Set down, please, exactly the lines below that run from the line with "Target: green tree" to the line with "of the parked", both lines included.

Point localization data
• • • • •
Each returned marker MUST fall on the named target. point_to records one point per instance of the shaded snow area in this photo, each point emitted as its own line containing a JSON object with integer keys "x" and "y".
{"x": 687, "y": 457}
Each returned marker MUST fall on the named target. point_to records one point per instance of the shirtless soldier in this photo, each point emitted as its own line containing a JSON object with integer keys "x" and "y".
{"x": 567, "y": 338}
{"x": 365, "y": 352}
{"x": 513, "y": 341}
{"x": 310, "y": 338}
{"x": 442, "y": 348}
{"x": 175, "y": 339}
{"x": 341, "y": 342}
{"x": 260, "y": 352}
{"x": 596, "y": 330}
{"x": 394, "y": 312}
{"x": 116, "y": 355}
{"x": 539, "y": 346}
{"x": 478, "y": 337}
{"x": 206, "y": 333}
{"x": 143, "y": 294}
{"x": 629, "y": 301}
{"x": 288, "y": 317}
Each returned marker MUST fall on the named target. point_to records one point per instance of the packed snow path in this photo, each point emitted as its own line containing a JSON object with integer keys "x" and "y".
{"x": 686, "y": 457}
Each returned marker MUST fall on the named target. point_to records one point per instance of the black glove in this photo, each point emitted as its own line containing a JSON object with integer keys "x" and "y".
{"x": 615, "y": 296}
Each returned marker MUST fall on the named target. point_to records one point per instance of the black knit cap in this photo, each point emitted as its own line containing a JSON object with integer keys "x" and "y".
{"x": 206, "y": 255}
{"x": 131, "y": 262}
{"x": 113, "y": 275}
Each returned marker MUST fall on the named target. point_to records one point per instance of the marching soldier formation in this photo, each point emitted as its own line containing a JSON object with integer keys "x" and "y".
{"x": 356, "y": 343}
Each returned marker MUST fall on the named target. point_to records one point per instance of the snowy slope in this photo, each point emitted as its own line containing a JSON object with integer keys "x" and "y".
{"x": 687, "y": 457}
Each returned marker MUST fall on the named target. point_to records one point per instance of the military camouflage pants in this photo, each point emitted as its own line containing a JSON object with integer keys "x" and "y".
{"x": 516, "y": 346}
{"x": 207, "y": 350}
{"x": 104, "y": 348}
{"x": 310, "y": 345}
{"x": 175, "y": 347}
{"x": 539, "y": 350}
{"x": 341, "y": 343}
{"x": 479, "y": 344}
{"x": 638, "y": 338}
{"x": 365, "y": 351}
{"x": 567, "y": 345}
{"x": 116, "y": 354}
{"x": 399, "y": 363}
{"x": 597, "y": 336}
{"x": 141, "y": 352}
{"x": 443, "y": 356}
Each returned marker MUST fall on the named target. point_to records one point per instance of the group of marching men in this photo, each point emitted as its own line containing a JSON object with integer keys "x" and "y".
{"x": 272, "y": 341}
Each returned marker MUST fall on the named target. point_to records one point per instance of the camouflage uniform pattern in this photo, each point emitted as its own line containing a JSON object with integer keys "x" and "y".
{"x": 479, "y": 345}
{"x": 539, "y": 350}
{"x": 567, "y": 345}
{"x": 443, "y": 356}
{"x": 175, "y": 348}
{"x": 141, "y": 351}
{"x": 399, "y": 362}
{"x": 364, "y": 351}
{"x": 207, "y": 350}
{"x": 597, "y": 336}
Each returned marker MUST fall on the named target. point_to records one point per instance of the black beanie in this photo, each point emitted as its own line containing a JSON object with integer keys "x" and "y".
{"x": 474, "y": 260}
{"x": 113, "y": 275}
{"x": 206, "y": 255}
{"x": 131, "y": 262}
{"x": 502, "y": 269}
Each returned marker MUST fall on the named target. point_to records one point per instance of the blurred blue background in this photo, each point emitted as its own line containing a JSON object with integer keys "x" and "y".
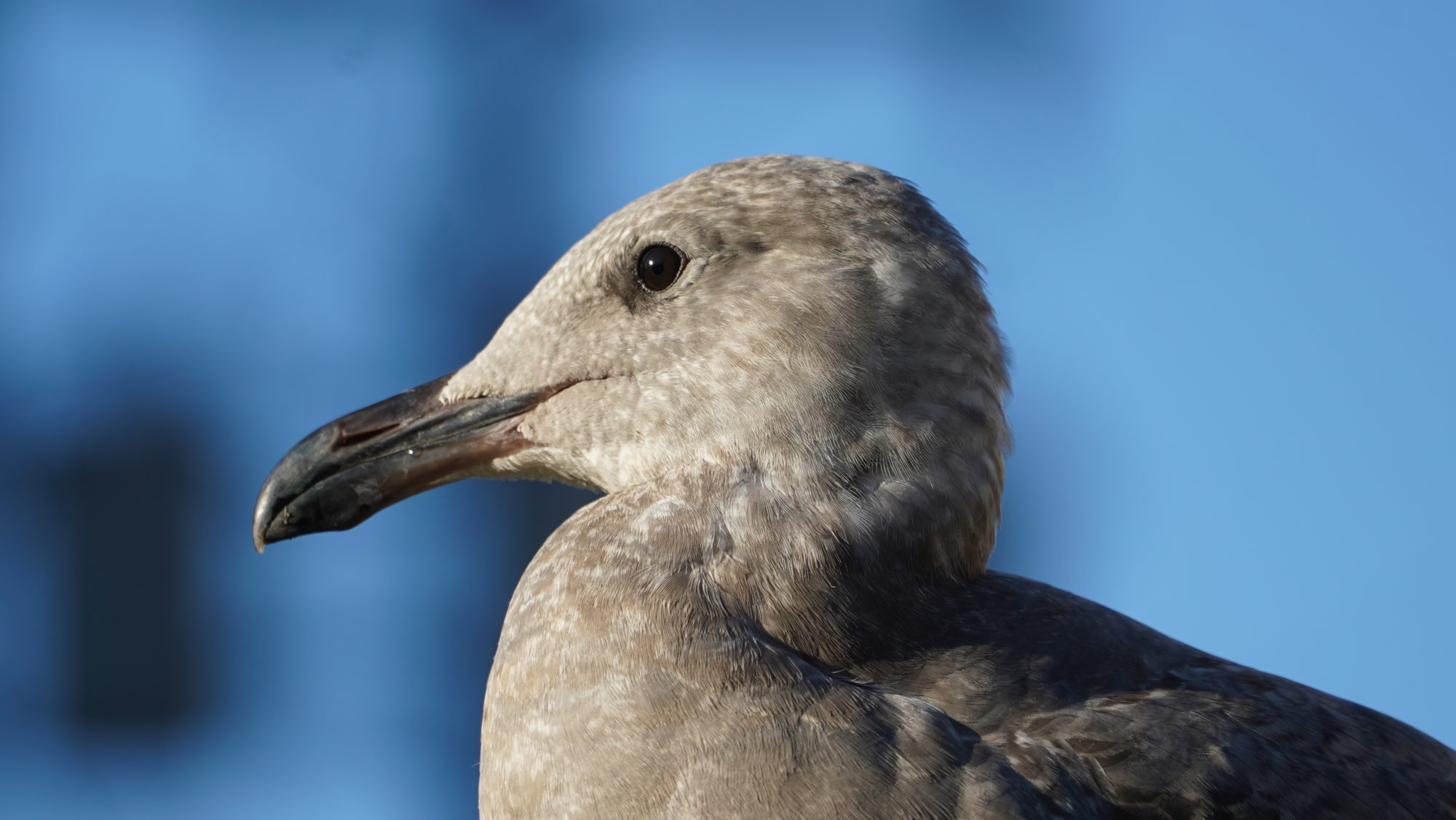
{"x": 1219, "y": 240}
• • • • •
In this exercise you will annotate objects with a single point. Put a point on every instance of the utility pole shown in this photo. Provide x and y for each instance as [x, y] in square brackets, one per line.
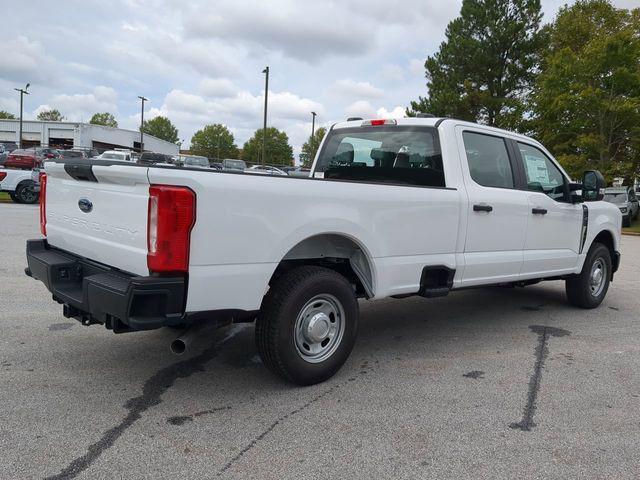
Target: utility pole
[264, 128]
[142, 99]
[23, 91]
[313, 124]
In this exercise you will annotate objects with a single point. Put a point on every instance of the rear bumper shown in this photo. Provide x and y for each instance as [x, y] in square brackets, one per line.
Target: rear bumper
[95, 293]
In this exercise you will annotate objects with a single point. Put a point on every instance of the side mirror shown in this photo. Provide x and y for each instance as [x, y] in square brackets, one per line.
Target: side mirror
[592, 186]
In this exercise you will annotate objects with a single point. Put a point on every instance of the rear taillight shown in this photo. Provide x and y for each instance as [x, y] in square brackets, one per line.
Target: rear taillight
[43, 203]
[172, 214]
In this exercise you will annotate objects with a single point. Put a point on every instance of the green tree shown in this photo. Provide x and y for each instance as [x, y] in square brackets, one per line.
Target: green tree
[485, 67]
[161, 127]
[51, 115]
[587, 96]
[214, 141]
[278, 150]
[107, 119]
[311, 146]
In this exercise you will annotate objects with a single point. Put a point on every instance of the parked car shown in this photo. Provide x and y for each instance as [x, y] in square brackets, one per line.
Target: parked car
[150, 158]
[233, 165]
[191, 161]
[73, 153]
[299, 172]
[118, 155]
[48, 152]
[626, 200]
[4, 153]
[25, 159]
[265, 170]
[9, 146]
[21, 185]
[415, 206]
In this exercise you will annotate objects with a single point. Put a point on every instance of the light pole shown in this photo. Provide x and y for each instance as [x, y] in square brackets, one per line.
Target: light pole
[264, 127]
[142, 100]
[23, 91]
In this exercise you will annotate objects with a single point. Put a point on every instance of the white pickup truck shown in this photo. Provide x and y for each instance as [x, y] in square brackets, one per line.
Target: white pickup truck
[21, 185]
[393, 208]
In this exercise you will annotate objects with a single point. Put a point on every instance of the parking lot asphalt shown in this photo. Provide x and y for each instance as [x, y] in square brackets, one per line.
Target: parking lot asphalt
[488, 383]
• • • • •
# EXERCISE RESULT:
Target: green tree
[485, 67]
[161, 127]
[51, 115]
[587, 96]
[214, 141]
[278, 150]
[107, 119]
[311, 146]
In this exercise you will annotate objects with a single point. Put a point on every instance of the parked car shown in this photo. Provide x and y for each instance as [x, y] in square brackets, one per line.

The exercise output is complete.